# START OF Task input

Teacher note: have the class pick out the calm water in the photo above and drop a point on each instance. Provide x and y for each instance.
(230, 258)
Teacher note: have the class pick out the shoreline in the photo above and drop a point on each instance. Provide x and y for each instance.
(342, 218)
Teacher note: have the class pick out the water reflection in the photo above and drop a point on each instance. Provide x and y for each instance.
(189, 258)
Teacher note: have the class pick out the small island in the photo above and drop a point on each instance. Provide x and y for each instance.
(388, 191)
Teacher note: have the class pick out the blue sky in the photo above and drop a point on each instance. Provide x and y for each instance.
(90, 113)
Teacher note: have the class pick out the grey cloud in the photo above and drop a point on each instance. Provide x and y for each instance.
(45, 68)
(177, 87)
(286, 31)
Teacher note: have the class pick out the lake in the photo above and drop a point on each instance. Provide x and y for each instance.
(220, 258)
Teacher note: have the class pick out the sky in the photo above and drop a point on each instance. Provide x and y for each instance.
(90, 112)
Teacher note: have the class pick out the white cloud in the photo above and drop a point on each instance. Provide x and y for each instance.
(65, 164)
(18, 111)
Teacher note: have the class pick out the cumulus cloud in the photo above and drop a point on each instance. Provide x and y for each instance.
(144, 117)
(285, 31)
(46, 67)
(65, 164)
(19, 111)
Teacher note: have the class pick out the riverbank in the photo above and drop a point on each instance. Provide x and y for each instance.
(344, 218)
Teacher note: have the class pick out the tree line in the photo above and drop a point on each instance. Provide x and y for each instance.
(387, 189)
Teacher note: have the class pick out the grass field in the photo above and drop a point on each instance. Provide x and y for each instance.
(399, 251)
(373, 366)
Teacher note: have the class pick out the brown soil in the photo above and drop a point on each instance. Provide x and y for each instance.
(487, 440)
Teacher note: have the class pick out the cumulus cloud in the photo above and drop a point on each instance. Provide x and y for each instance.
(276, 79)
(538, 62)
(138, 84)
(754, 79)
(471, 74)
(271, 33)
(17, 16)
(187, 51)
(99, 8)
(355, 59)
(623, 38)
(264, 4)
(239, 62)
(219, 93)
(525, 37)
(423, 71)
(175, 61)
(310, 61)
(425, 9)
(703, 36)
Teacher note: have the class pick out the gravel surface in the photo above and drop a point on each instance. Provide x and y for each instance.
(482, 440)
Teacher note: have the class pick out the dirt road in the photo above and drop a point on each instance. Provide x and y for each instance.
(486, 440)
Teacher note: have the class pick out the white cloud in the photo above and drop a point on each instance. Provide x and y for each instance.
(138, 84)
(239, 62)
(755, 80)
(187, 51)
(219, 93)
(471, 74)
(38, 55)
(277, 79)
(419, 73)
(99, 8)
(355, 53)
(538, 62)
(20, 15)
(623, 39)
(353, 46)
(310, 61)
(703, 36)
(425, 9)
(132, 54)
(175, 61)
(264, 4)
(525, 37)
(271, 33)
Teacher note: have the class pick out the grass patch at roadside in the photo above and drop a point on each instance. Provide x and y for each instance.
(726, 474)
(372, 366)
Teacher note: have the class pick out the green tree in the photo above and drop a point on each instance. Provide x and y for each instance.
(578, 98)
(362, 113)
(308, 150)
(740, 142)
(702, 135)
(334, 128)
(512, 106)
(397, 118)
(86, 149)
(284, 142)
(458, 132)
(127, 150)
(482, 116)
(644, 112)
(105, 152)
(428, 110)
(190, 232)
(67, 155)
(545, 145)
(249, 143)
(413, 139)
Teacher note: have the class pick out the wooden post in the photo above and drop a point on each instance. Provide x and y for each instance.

# END OF Task input

Prompt: Write out the whole listing above again, replacing "drop a point" with "place a marker" wherever it occurs. Leave everything else unchanged.

Expected output:
Teacher note: have the class pick out the calm water in the photo above and place a marker on each instance. Provide x and y for each instance.
(230, 258)
Teacher note: have the class pick out the shoreline in the photo above and place a marker on each instance. Provide x and y for each instance.
(342, 218)
Teacher note: have the class pick out the water reflection in the photo above and place a marker on each instance. Provide x and y for each instance.
(189, 258)
Teacher note: have the class pick out the small island in the photo above and place a marker on each instance. Provide x and y for each instance.
(388, 191)
Teacher note: have the class pick out the blue sky in the photo above and place a marker on each instance. Provide x and y for each instance.
(90, 113)
Teacher note: have the class pick out the grey cloud in the photo above and place a marker on each instance. Provide x and y for each instance.
(45, 68)
(177, 87)
(286, 31)
Teacher note: have the class pick out the lake in the photo above and place a marker on each instance. Provide x and y for each instance.
(220, 258)
Teacher note: have the class pick out the sky in the photo above and place a marker on each instance. Provide x and y for each instance.
(90, 112)
Teacher note: have the class pick out the white cloud in the photo above and place a marker on each instance. Provide x and y for each instance.
(65, 164)
(18, 111)
Teacher note: have the class pick out the cumulus cloud in the photo above and place a marker on each instance. Provide x and y for each instance.
(144, 117)
(285, 31)
(46, 67)
(65, 164)
(19, 111)
Teacher note: have the class pick out the riverbank in the photo above and place a marker on each instance. Provide x and y for each instance.
(344, 218)
Teacher note: have the class pick out the tree line in the photo above and place a marker on each instance. Provide x and y for each instance.
(387, 189)
Teacher note: have the class pick out the grass field in the photo above and place a marker on each instance. Provide x and y for each instance.
(399, 251)
(373, 366)
Teacher note: have the class pick out the brown soil in the photo above and place a marker on each instance. Provide x and y for each instance.
(487, 440)
Teacher note: have the class pick out the cumulus cloud in the photo above and place a marker on each instance. Provide x and y for each instance.
(276, 79)
(538, 62)
(138, 84)
(754, 79)
(471, 74)
(271, 33)
(17, 16)
(187, 51)
(99, 8)
(355, 59)
(623, 38)
(264, 4)
(239, 62)
(219, 93)
(525, 37)
(423, 71)
(175, 61)
(310, 61)
(425, 9)
(703, 36)
Teacher note: have the class pick out the gravel surface in the photo above and place a marker on each instance. Provide x and y for each instance.
(482, 440)
Teacher note: have the class pick out the dirt road in the photo above and place a marker on each instance. Provide x and y for each instance.
(486, 440)
Teacher note: have the class pick out the white cloud in the photo above and place a marker on each instance. Provide x and y for each instance.
(138, 84)
(239, 62)
(755, 80)
(187, 51)
(219, 93)
(471, 74)
(38, 55)
(277, 79)
(419, 73)
(99, 8)
(355, 53)
(538, 62)
(20, 15)
(623, 39)
(353, 46)
(310, 61)
(703, 36)
(425, 9)
(132, 54)
(175, 61)
(264, 4)
(525, 37)
(271, 33)
Teacher note: have the class pick out the grass patch at roadside in the photo above and place a marker on each instance. Provide x and y for each instance.
(726, 474)
(372, 366)
Teacher note: have the class pick out the green tree in the photo above and place a marker on each instance. Provide x and y for each instance.
(578, 98)
(362, 113)
(308, 150)
(740, 142)
(702, 135)
(334, 128)
(512, 106)
(397, 118)
(86, 149)
(284, 142)
(458, 132)
(127, 150)
(482, 116)
(644, 112)
(105, 152)
(428, 110)
(190, 232)
(67, 155)
(545, 145)
(249, 143)
(413, 139)
Teacher note: have the class pick out the wooden post in the photo above and place a marker on each instance. Provide x and y for each instance.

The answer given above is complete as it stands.